Direction - Leave every picture out and write out the records below exactly.

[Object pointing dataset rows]
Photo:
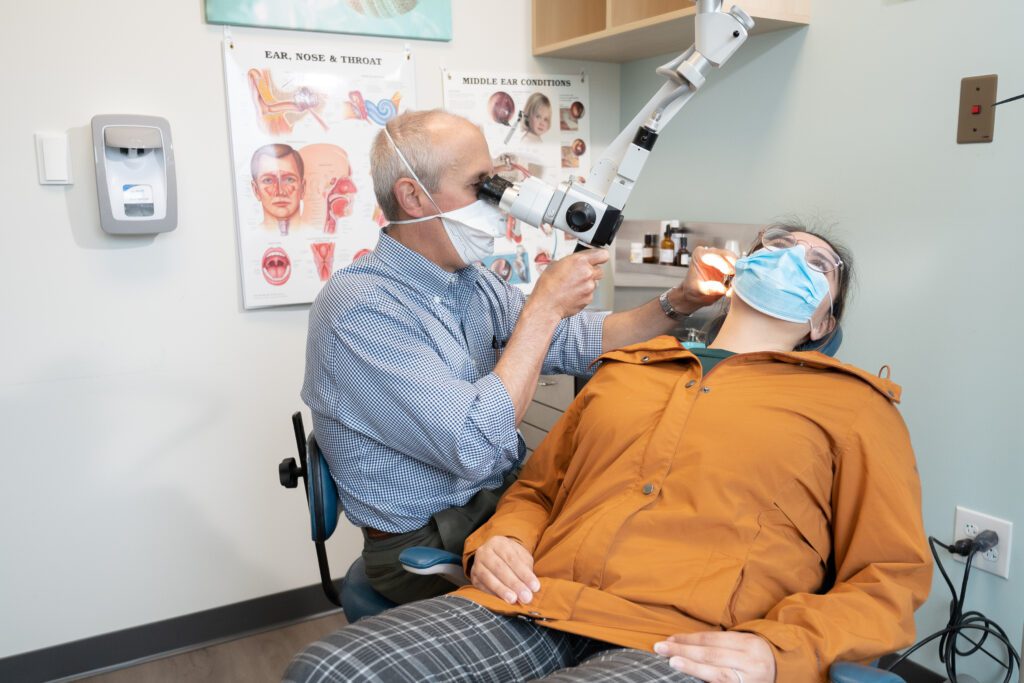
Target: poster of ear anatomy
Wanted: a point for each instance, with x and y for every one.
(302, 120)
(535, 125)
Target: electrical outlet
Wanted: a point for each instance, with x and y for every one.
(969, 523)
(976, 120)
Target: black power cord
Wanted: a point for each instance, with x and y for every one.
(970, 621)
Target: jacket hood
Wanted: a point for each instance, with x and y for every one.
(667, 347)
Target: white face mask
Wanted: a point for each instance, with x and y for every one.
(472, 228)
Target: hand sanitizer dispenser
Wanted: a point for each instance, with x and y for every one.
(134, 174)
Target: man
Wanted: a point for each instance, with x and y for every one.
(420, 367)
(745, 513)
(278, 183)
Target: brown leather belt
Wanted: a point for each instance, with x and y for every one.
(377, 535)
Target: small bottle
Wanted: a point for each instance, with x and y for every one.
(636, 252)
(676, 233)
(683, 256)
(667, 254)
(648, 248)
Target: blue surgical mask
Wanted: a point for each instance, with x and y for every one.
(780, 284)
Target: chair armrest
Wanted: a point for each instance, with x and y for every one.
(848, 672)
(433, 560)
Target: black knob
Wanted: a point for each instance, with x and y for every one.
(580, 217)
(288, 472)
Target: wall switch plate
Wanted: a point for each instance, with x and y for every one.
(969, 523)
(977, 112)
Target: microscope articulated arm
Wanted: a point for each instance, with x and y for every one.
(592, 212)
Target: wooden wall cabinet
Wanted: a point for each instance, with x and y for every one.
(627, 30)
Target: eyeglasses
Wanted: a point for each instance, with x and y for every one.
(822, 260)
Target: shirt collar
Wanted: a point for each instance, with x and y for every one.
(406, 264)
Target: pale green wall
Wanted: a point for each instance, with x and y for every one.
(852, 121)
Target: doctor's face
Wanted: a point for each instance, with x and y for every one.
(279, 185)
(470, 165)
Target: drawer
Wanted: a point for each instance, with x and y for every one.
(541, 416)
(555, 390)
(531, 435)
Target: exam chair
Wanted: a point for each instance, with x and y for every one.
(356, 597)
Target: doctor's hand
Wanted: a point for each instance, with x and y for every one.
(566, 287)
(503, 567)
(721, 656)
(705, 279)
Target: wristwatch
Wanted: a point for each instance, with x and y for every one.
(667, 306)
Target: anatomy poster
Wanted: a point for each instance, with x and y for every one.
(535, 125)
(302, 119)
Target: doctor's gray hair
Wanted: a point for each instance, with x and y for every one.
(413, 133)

Response below -
Photo:
Target: poster of ear anatomy
Wanted: a point for each instance, with x and y for every one.
(302, 120)
(535, 125)
Target: electrical outlet
Wanted: a point for each instance, with x and y for every one.
(969, 523)
(976, 120)
Target: black power cord
Wanted: a point for each instance, with x and y for every one.
(970, 621)
Target: jacket hood
Wanted: a point for each instance, with x and y for every one.
(667, 347)
Target: white face mask
Wanted: a point for each instance, with x and y for every one.
(472, 228)
Target: hand sanitizer dispenser
Wanted: a point for each instance, with x and y for every one.
(134, 174)
Target: man
Wanted: a point for each instance, with x and y for every one.
(420, 367)
(745, 513)
(278, 183)
Target: brown leather belt
Wanted: a point for each instance, with x and y for every one.
(377, 535)
Target: small bottle
Wanted: a point for each instance, with x and y for every one.
(636, 252)
(676, 233)
(683, 256)
(667, 254)
(648, 248)
Target: blue surgical mask
Wanted: a point for each instance, with x and y for every one.
(780, 284)
Target: chair armrest
Wanted: a point for each instance, with x and y for every one.
(848, 672)
(433, 560)
Target: black knob
Wanted: a point for each instance, with x and y for every one.
(580, 217)
(288, 472)
Target: wall switch plate
Wanted: a point for each instance, with x and y for every one.
(969, 523)
(977, 112)
Target: microscope articulated arm
Wanted: a point for each instance, with x and y for every one.
(592, 212)
Target: wooden wall cabinet
Wanted: a point for each instance, with x and y for every one.
(627, 30)
Target: eyeglasses
Wanted: a point for each instance, with x and y for every one.
(822, 260)
Target: shirt collar
Wanted: a point for each instance, with x and y for every one.
(406, 264)
Target: pale green wall
Wanted: a point for each instance, with x and y for every one.
(852, 121)
Target: doctor's face
Wanted: a point for each instance, with x and y for every one.
(279, 185)
(470, 165)
Target: drawer
Wanted: a point for each instance, with x and y for every one.
(541, 416)
(555, 390)
(531, 435)
Target: exam chair
Wanted: a point for each instance, with x and y for every one.
(356, 597)
Target: doctor's hand
Wanted: a point for each instance, with x and y for every one.
(566, 287)
(503, 567)
(721, 656)
(705, 279)
Target: wristwatch
Wanted: a point for each instance, with x and y for every one.
(667, 306)
Target: anatomy poster
Wanted: a point for each instance, with x and y for every one.
(535, 125)
(302, 119)
Target: doctor's gray hair
Wanted: a point for each instance, with x and y for every one.
(413, 133)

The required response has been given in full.